(Source data)
========================================================================

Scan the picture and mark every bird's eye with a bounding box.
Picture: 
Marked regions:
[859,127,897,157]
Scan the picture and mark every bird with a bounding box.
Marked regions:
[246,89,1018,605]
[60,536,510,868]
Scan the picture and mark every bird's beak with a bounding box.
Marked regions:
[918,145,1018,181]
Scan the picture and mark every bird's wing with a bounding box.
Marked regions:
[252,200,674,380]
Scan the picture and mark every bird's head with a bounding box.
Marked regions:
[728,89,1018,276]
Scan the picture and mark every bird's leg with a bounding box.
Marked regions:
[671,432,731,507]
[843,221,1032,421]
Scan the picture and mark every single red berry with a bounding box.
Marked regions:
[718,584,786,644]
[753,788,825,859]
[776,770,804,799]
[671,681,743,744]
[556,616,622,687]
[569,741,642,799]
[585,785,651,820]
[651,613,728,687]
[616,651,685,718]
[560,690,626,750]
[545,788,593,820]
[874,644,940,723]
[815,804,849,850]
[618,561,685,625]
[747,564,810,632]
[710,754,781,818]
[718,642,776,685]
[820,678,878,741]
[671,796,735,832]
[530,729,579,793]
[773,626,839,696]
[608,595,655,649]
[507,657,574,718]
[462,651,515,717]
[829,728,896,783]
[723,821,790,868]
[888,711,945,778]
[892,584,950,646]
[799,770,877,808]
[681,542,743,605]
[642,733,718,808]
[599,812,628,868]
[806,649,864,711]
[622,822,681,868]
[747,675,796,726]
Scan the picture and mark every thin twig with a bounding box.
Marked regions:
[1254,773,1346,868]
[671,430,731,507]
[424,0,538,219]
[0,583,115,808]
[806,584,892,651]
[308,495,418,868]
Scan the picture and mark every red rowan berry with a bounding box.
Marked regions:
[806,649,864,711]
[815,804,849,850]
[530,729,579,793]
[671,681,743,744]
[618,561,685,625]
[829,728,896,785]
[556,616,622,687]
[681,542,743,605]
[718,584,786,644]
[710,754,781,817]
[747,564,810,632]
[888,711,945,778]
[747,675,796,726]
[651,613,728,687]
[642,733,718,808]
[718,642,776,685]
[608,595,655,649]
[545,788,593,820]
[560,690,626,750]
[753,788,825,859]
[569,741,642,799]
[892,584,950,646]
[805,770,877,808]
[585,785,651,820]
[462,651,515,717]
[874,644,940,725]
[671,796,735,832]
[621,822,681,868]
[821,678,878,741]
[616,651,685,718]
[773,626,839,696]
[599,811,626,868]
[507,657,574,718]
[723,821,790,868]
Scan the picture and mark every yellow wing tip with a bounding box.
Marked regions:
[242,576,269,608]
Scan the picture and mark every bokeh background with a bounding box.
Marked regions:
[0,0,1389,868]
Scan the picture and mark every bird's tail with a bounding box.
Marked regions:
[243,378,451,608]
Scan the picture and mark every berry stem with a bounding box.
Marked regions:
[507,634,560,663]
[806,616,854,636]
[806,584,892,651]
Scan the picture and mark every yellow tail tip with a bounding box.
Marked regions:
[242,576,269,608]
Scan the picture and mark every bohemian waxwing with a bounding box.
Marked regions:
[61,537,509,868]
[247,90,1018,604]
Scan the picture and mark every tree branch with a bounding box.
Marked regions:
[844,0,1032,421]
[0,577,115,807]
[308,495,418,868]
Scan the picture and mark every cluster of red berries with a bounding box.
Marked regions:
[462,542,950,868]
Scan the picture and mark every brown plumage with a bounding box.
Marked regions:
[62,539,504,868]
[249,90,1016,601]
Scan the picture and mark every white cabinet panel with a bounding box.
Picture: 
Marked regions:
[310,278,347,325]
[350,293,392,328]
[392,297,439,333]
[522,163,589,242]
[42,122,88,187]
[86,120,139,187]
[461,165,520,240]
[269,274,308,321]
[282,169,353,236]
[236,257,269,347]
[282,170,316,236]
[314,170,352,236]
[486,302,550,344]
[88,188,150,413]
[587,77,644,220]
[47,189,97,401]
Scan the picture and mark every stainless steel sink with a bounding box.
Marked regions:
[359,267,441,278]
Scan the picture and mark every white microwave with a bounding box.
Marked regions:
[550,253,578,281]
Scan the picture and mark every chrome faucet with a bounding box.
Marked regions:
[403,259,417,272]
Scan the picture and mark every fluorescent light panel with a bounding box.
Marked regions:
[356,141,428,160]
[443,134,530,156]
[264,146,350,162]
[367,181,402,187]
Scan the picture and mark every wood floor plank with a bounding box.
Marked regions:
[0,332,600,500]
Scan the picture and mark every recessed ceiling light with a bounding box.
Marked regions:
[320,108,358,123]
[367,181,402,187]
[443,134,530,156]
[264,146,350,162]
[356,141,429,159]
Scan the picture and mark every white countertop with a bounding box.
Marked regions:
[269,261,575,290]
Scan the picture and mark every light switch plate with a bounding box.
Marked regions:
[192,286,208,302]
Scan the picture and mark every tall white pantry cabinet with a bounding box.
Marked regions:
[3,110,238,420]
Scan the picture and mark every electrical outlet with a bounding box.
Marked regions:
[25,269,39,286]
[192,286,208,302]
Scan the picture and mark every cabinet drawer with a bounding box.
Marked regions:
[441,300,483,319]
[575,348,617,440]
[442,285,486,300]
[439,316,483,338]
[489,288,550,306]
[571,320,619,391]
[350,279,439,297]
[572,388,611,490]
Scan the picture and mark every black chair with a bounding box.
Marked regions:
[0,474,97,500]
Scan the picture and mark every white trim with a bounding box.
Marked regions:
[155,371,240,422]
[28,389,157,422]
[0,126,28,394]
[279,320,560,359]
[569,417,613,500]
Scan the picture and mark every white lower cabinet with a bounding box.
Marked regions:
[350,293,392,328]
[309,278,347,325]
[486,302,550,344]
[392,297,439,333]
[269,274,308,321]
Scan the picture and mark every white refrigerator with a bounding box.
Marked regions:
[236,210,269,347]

========================================================================

Reproduce every one of the rows above word for word, keeping each line in its original order.

Scan the picture and mark every bird's eye with a bounding box.
Picture: 
Marked regions:
[859,127,897,157]
Scan the picture and mark every bird with a bounding box.
Marked regions:
[246,89,1018,605]
[60,536,510,868]
Scan the picture and mark every bird's beak with a bounding box.
Marked regions:
[918,145,1018,181]
Scan the picture and mark every bird's wing with a bounding box.
Marked regions:
[252,200,674,380]
Scan the picture and mark every bird's head with a bounding box.
Marked regions:
[728,89,1018,276]
Scan the picture and mark every bird's leg with a bounding box.
Marked regions:
[671,432,731,507]
[843,221,1032,421]
Scan the picture and mark every single red berry with a bounding box.
Marked regions:
[718,584,786,644]
[753,788,825,859]
[776,770,804,799]
[671,681,743,744]
[556,616,622,687]
[569,741,642,799]
[585,785,651,820]
[651,613,728,687]
[616,651,685,718]
[560,690,626,750]
[545,788,593,820]
[874,644,940,723]
[815,804,849,850]
[618,561,685,625]
[747,564,810,632]
[710,754,781,818]
[718,642,776,685]
[820,678,878,741]
[671,796,735,832]
[530,729,579,793]
[773,626,839,696]
[608,595,655,649]
[507,657,574,718]
[462,651,515,717]
[829,728,896,783]
[723,821,790,868]
[888,711,945,778]
[892,584,950,646]
[799,770,877,808]
[681,542,743,605]
[642,733,718,808]
[599,812,628,868]
[806,649,864,711]
[622,822,681,868]
[747,675,796,726]
Scan the picture and mark every thin twig with a bounding box.
Marked regions:
[1254,773,1346,868]
[671,430,731,507]
[424,0,538,219]
[0,583,115,808]
[806,584,892,651]
[308,495,418,868]
Scan the picture and mark every red rowan berry with a bounding box.
Marked regions:
[806,649,864,711]
[815,804,849,850]
[530,729,579,793]
[671,681,743,744]
[618,561,685,625]
[829,728,896,785]
[556,616,622,687]
[681,542,743,605]
[718,584,786,644]
[710,754,781,817]
[747,564,810,632]
[888,711,945,778]
[747,675,796,726]
[651,613,728,687]
[642,733,718,808]
[718,642,776,685]
[608,595,655,649]
[545,788,593,820]
[560,690,626,750]
[753,788,825,859]
[569,741,642,799]
[892,584,950,646]
[805,770,877,808]
[585,785,651,820]
[462,651,515,717]
[874,644,940,725]
[671,796,735,832]
[621,822,681,868]
[821,678,878,741]
[616,651,685,718]
[773,626,839,696]
[599,811,626,868]
[507,657,574,718]
[723,821,790,868]
Scan the picture and mark every yellow wing tip with a bounding box.
Marked regions:
[242,576,269,608]
Scan the picture and mark every bokeh background with a bounding box.
Marked regions:
[0,0,1389,868]
Scan the picture and mark every bird's tail with a bounding box.
Marked regions:
[243,378,451,608]
Scan the picture and mark every berry stem with a bounding box.
Marked regions:
[507,634,560,663]
[806,616,854,636]
[806,584,892,651]
Scan the picture and mark every yellow tail tip with a bounding box.
Marked regions:
[242,576,269,608]
Scan the picture and mark every bohemian waxwing with a bounding box.
Marked regions:
[61,537,509,868]
[247,90,1018,604]
Scan the picture and mark every tree branch with a bounding box.
Marked regions:
[844,0,1032,421]
[0,577,115,807]
[308,495,418,868]
Scan the picture and mark every cluster of red berries with a bounding box.
Marked regions:
[462,542,950,868]
Scan the picture and mark every brown plumage with a bounding box.
Marked regions:
[62,539,504,868]
[249,90,1016,601]
Scan the picture and mark every white cabinet panel with a bounding box.
Picture: 
Marked regions:
[310,278,347,325]
[350,293,392,328]
[392,297,439,333]
[522,163,589,242]
[42,122,88,187]
[86,120,139,187]
[461,165,520,240]
[269,274,308,321]
[282,169,353,236]
[236,257,269,347]
[282,170,316,236]
[314,170,352,236]
[486,302,550,344]
[88,188,150,413]
[587,77,644,220]
[47,189,97,401]
Scan the picture and mark every stainless steel sink with a bounding box.
Marked regions:
[359,267,441,278]
Scan the picture and mark every white microwave with a bounding box.
Marked regions:
[550,253,578,281]
Scan the picture and mark every chrome faucet with a bounding box.
Marked regions:
[403,259,417,272]
Scan the picture and mark every fluorescent light panel with a bounding box.
Marked regions:
[356,141,428,160]
[443,134,530,156]
[264,146,350,162]
[367,181,402,187]
Scan the picture and mark every wood floor plank with a bounding box.
Marked regions:
[0,332,600,500]
Scan the picture and mark every recessed ceiling light with a bounding box.
Marked regions:
[320,108,358,123]
[367,181,402,187]
[443,134,530,156]
[264,146,350,162]
[356,141,429,159]
Scan the picture and mark every white countertop with a bounding box.
Marked regions:
[269,261,575,290]
Scan the picture and mark every light switch plate with a bounding box.
Marked regions:
[192,286,208,302]
Scan the picture and mark every tall white pantry cabinet with a bounding box.
Marked regions:
[3,110,238,420]
Scan the picture and mark every electrical outlet with a bounding box.
Marked regions:
[25,269,39,286]
[192,286,208,302]
Scan the picture and mark every cabinet drawer with a bounding box.
Marked regions:
[441,300,483,319]
[575,348,617,440]
[442,285,486,300]
[439,316,483,338]
[489,288,550,306]
[571,320,619,391]
[350,279,439,297]
[572,388,611,490]
Scan the picture and mark every black chair with a bounding box.
Marked regions:
[0,474,97,500]
Scan the picture and mark every white trim with a bounding box.
Marked regions:
[155,371,240,422]
[28,389,157,422]
[0,126,28,394]
[279,320,560,359]
[569,417,613,500]
Scan the picture and mark every white lower cabinet with a bounding box.
Marked regions:
[350,293,392,328]
[309,278,347,325]
[486,302,550,344]
[392,297,439,333]
[269,274,308,321]
Scan the picture and mark every white refrigerator with a bounding box.
Marked regions:
[236,210,269,347]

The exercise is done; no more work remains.